**Objective:**
Type out the complete listing below word for word, without its pictures.

**Exercise materials:**
◇ ◇ ◇
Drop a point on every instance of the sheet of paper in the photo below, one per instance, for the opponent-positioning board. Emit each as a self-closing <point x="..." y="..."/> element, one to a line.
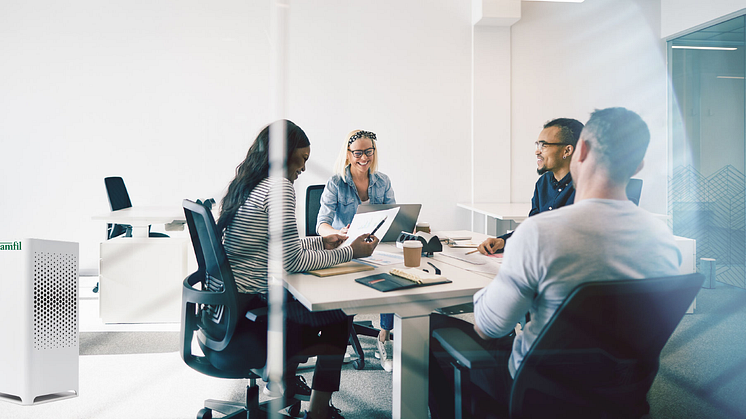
<point x="365" y="223"/>
<point x="382" y="259"/>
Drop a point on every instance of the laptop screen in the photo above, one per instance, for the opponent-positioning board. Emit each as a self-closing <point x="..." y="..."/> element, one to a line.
<point x="406" y="218"/>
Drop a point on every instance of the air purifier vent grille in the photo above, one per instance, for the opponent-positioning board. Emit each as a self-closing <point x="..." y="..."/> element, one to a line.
<point x="55" y="300"/>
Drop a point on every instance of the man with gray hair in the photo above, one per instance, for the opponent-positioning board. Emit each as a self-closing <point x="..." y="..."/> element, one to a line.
<point x="602" y="236"/>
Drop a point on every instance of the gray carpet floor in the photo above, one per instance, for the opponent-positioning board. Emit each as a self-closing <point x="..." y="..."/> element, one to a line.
<point x="140" y="373"/>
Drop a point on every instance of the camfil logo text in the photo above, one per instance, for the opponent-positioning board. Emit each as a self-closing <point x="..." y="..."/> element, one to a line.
<point x="10" y="245"/>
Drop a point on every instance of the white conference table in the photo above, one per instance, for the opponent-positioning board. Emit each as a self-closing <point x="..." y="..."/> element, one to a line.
<point x="504" y="211"/>
<point x="412" y="308"/>
<point x="140" y="218"/>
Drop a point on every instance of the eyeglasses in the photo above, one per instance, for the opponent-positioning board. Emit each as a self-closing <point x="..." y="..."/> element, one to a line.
<point x="359" y="153"/>
<point x="360" y="134"/>
<point x="541" y="144"/>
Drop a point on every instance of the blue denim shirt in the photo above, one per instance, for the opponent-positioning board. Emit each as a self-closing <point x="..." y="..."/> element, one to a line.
<point x="550" y="194"/>
<point x="340" y="200"/>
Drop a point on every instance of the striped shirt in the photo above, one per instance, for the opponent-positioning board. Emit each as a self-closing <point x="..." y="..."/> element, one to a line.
<point x="246" y="239"/>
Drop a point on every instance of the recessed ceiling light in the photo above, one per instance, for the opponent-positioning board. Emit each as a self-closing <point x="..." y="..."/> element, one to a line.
<point x="708" y="48"/>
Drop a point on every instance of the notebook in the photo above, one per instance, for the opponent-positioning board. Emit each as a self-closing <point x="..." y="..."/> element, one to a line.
<point x="398" y="279"/>
<point x="341" y="269"/>
<point x="405" y="219"/>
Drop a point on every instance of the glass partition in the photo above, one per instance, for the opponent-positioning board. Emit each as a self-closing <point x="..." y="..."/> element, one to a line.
<point x="707" y="145"/>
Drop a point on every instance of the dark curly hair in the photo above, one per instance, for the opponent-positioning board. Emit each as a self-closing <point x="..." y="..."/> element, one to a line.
<point x="255" y="168"/>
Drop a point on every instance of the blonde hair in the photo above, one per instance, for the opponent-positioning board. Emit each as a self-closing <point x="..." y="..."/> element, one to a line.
<point x="343" y="158"/>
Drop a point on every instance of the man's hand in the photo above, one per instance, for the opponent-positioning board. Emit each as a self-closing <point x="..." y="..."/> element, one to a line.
<point x="362" y="248"/>
<point x="333" y="241"/>
<point x="490" y="246"/>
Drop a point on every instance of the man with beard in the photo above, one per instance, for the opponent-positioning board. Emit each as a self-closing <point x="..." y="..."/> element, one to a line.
<point x="554" y="189"/>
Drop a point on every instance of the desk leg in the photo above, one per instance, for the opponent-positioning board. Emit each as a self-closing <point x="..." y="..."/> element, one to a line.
<point x="140" y="231"/>
<point x="411" y="355"/>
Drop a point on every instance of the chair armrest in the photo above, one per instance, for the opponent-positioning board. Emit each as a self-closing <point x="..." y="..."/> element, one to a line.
<point x="464" y="349"/>
<point x="257" y="314"/>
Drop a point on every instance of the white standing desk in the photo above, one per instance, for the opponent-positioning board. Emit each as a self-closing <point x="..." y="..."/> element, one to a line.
<point x="140" y="218"/>
<point x="140" y="277"/>
<point x="509" y="211"/>
<point x="411" y="323"/>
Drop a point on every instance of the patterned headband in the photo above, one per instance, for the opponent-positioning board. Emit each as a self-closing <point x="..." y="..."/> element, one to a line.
<point x="360" y="134"/>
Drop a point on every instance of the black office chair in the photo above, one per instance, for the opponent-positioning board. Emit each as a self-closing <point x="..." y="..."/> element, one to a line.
<point x="634" y="189"/>
<point x="365" y="328"/>
<point x="597" y="356"/>
<point x="210" y="312"/>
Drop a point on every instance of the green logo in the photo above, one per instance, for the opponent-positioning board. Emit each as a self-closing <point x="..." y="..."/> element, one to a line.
<point x="10" y="245"/>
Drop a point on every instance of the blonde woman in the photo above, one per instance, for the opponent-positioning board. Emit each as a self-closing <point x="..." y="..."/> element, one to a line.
<point x="356" y="182"/>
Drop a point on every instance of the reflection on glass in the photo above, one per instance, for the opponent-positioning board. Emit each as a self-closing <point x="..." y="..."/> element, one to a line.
<point x="706" y="183"/>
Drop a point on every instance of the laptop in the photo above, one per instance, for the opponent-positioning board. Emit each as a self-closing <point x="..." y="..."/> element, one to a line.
<point x="406" y="218"/>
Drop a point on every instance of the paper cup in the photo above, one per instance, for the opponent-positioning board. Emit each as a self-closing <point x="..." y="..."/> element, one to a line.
<point x="412" y="253"/>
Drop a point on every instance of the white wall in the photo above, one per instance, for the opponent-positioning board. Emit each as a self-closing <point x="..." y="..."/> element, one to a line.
<point x="569" y="59"/>
<point x="682" y="15"/>
<point x="170" y="95"/>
◇ ◇ ◇
**Result below:**
Drop a point on every instance of the sheet of paper in the photo below, one per instance, for the opponent-positioning board. Emit each as a self-closing <point x="..." y="..."/> element, one to a line.
<point x="365" y="223"/>
<point x="382" y="259"/>
Drop a point on every instance of the laptop screen in the photo above, one per instance, for the opponent-positioning board. Emit each as a self-closing <point x="..." y="..."/> element, one to a line.
<point x="406" y="218"/>
Drop a point on every instance of the air purifier vent grille in the photo above, one per instance, for the opponent-positioning board. Emit each as a self-closing <point x="..." y="..."/> element, one to a line.
<point x="55" y="300"/>
Drop a point on every instance of the man with gray hair in the photo above, one per instance, for the opponent-positioning board. Emit each as a self-closing <point x="..." y="..."/> element, one to a line.
<point x="602" y="236"/>
Drop a point on every instance of the gray carpet floor in the photo above, one per instance, for the opponent-positioning board. Emit each as a self-closing <point x="..." y="..."/> element, one to a line.
<point x="140" y="373"/>
Drop a point on every instance of the camfil logo text in the photo above, one per instance, for the opponent-positioning board. Emit each as a self-closing <point x="..." y="..."/> element, one to a line.
<point x="10" y="245"/>
Drop a point on every instance of the white conference table in the photo above, one per instance, for the opponent-positioning board. Emit each as a self-closing <point x="..." y="..."/> element, one to a line.
<point x="504" y="211"/>
<point x="412" y="308"/>
<point x="140" y="218"/>
Drop a point on every instance of the eyeglasses in the photo above, one per instance, for the opponent-positioning board. Emit each as a self-closing <point x="..." y="..."/> element, one to a line.
<point x="359" y="153"/>
<point x="360" y="134"/>
<point x="541" y="144"/>
Drop a point on every instance of the blue denim shirt in the photo above, one per instance, for the opponent-positioning board. Emit each as a self-closing <point x="..." y="..."/> element, one to a line.
<point x="550" y="194"/>
<point x="340" y="200"/>
Drop a point on every instance of the striped shirt in the photo above, one per instance, for the opponent-positioning board. Emit each as a self-closing <point x="..." y="..."/> element, one to a line.
<point x="246" y="239"/>
Drop a point on every instance of the recessed ceiling light in the photo above, one per instance, for the opponent-positioning board. Emit each as a self-closing <point x="..." y="..."/> element, one to a line.
<point x="708" y="48"/>
Drop a point on every instance of the notebook in the photo above, one per instance, for the opponent-positioning board. Emit each as a self-closing <point x="..." y="..."/> element, one to a line.
<point x="398" y="279"/>
<point x="341" y="269"/>
<point x="405" y="219"/>
Drop a point on every instance of the glass partition in the photo above, one per instance, for the opponent-positioning board. Emit each as a self-closing <point x="..." y="..."/> element, one to a line.
<point x="707" y="145"/>
Drop a point on every instance of the dark curly hair in the photo above, one per instance, for the opponent-positioning board. Emit each as a self-closing <point x="..." y="..."/> element, one to a line.
<point x="255" y="168"/>
Drop a point on every instance of the blonde hair in the photo above, one per instance, for the opponent-positioning board. Emit each as a self-closing <point x="..." y="..."/> element, one to a line.
<point x="343" y="158"/>
Drop a point on every instance of the man's hand in the photo above, one per instance, for the opponent-positioning board. Emit each as a self-closing <point x="..." y="..."/> element, one to a line.
<point x="362" y="248"/>
<point x="333" y="241"/>
<point x="490" y="246"/>
Drop a point on every instance of the man with beard in the photo above, one per instance, for the opponent-positioning board. Emit each as a self-closing <point x="..." y="..."/> element, one to a line.
<point x="554" y="189"/>
Drop a point on every instance of the desk leg in the photo above, one per instance, for the opponent-positioning board. Emit each as a self-closing <point x="..." y="..."/> element, one to a line.
<point x="140" y="231"/>
<point x="411" y="355"/>
Drop a point on every instance of the chair armrest in the photo above, one per instance, for the opponent-positioning board. Emit each as a self-closing <point x="..." y="..."/> element, one to a line.
<point x="464" y="349"/>
<point x="257" y="314"/>
Drop a point on every instance of the white standing desk in the photo above, one per instance, for the opponent-positioning board. Emit each as a self-closing <point x="..." y="..."/> element, one to a line.
<point x="140" y="218"/>
<point x="140" y="277"/>
<point x="509" y="211"/>
<point x="411" y="323"/>
Drop a point on every instance of the patterned headband in the photo above, one per instance, for the opponent-positioning board. Emit each as a self-closing <point x="..." y="..."/> element, one to a line.
<point x="360" y="134"/>
Drop a point on every instance of the black office chair in the photo above, one per instance, for the opponent-positioning board. Emit each as a self-closing <point x="..." y="..."/> element, one to a line.
<point x="634" y="189"/>
<point x="365" y="328"/>
<point x="597" y="356"/>
<point x="210" y="312"/>
Drop a point on every instance of the green logo in the photo above, one per instance, for the opponent-positioning board. Emit each as a self-closing <point x="..." y="..."/> element, one to a line.
<point x="10" y="245"/>
Drop a point on every instance of the blonde woman in the photo above, one per instance, for the opponent-positioning board. Emit each as a self-closing <point x="..." y="..."/> element, one to a line.
<point x="356" y="182"/>
Drop a point on every instance of the reflection on glass in the photo above, one per instance, for the opponent-positioning board. Emit each as a self-closing <point x="..." y="..."/> element, one to a line.
<point x="706" y="183"/>
Drop a point on every instance of the laptop in the photo above, one per instance, for the opponent-positioning board. Emit each as a self-closing <point x="..." y="..."/> element, one to a line.
<point x="406" y="218"/>
Drop a point on every instance of the paper cup in the photo above, one per instance, for the opponent-positioning board. Emit each as a self-closing <point x="..." y="..."/> element, one to a line.
<point x="412" y="253"/>
Drop a point on every instance of the white wall in the photo above, one per instance, for the opponent-positioning board. Emit each as a self-closing <point x="..." y="..."/> element, one to a line.
<point x="569" y="59"/>
<point x="682" y="15"/>
<point x="170" y="95"/>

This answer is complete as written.